* _Estratto del testo_:
──────────
Preceduto da un pre-vertice “a quattro” (Usa, Francia, Gran Bretagna e Germania) che ha messo in chiaro che l’Italia – con o senza Berlusconi – non conta assolutamente un cavolo, nella divisione internazionale del potere. Le si può consentire di fare una parte del “lavoro sporco” – partecipare in modo subordinato alle missioni militari, arginare i flussi migratori dall’Africa verso l’Europa – ma non di mettere sul piatto i propri desiderata. O meglio, di tutelare i propri interessi economici quando questi confliggono con quelli di potenze più importanti. Persino la Germania, che pure alla guerra di Libia non ha voluto partecipare, ha un”diritto di prelazione” che l’italietta non potrà avere. Mai. Se vogliamo un argomento definitivo per seppellire sotto una valanga di risate (simo pur sempre un giornale, e dobbiamo evitare il turpiloquio) qualsiasi nazionalista nostalgico, eccolo qua. Non contate un piffero. Fate i servi più servi che si può perché non siete in grado di fare altro.

 

Torniamo a Londra. Il Regno Unito – ha detto il ministro degli esteri William Hague all’uscita – «non tratta una partenza di Muammar Gheddafi», ma «questo non impedisce ad altri di farlo». Bisogna tradurre sempre, dall’inglese: noi non siamo d’accordo, ma dovrebbe finire così. Anzi, fosse stato per noi, sarebbe andata altrimenti. Non è un mistero che ci siano “agenti speciali” inglesi attualmente in Libia che hanno l’incarico di scoprire dove si trovi – in tempo reale – Gheddafi, per poterlo “terminare” (omaggio a Schwarzenegger, ovvio).

 

«È l’unico modo di fermare il bagno di sangue», ha chiosato Hamad bin Jabr al-Than, premier e ministro degli esteri del Qatar, confermando la “traduzione” prima avanzata. Il Qatar è stato il primo paese arabo che, dopo la Francia, ha riconosciuto i ribelli del Cnt proponendosi anche come tramite per vendere il petrolio libico; il che permetterebbe di finanziare gli “sforzi dell’opposizione” libica… a spese dei libici. Con un modesto ritorno per i generosi intermediari, ovvio.
──────────
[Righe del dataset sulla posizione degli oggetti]
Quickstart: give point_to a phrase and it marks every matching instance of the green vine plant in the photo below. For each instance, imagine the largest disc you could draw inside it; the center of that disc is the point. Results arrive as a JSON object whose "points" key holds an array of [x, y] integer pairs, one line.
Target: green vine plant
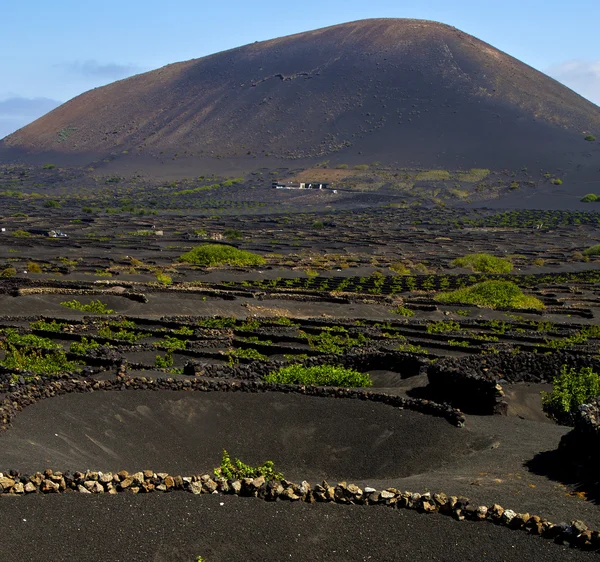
{"points": [[235, 469]]}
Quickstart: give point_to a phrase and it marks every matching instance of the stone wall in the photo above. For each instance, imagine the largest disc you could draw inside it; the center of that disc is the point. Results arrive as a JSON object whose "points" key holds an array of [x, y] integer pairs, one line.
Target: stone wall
{"points": [[575, 533], [474, 383], [25, 393]]}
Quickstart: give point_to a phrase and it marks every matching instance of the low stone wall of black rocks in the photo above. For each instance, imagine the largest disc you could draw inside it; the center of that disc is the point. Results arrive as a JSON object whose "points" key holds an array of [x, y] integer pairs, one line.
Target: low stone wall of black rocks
{"points": [[581, 446], [406, 364], [575, 533], [474, 383], [24, 393]]}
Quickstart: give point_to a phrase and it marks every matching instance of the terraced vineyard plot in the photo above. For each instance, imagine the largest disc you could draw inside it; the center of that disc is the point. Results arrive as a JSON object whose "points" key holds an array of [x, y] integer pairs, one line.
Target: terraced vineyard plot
{"points": [[139, 320]]}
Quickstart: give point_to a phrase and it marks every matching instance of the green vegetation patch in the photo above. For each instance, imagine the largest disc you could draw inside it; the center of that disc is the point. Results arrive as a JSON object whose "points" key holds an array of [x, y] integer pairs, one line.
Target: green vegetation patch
{"points": [[212, 255], [570, 389], [235, 469], [474, 175], [483, 263], [592, 251], [433, 175], [29, 340], [491, 294], [38, 362], [320, 375], [95, 306]]}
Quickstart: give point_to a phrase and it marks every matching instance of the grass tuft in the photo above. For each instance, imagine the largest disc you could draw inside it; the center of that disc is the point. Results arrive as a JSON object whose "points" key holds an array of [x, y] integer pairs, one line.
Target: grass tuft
──────────
* _Compiti richiesti_:
**A.** Elenca i paesi che, secondo il testo sulla Libia, hanno partecipato al pre-vertice "a quattro".
**B.** Quali cariche ricopre Hamad bin Jabr al-Than secondo il testo sulla Libia?
**C.** Prosegui per favore il testo sulla Libia a partire dall'ultima frase riportata.

* _Risposte_:
**A.** Usa, Francia, Gran Bretagna, Germania

**B.** È premier e ministro degli esteri del Qatar.

**C.**
 

Sul campo, del resto, le cose si mettono male per i ribelli: le forze di Gheddafi «attaccano dal mare e da terra» Misurata. L’ha detto David Cameron, primo ministro inglese, inaugurando la riunione di Londra. Cecchini del dittatore «sparano addosso agli abitanti e poi li lascia morire dissanguati in strada». La Cnn parla di «carneficina». Un modo molto british di drammatizzare una situazione che può essere così riassunta: le forze della coalizione bastonano le forze di Gheddafi ovunque possono, e questo ha permesso ai cirenaici di riprendersi le città che sarebbero comunque di loro competenza tribale (Aidhabyia, Brega, Ras Lanuf). Ma non è sufficiente a far loro “conquistare” quel che è fuori dal loro territorio (Sirte, ecc), perché – semplicemente – è abitato da altre popolazioni non addomesticabili.

 

Ma la drammatizzazione permette di porre la domanda retorica che altrimenti non avrebbe senso: “come proteggere gli abitanti della città libica”? A Londra non si è parlato di rafforzare il dispositivo militare. È stato costituito invece un “Gruppo di Contatto” che comprende una ventina di paesi. Si riunirà al più presto in Qatar.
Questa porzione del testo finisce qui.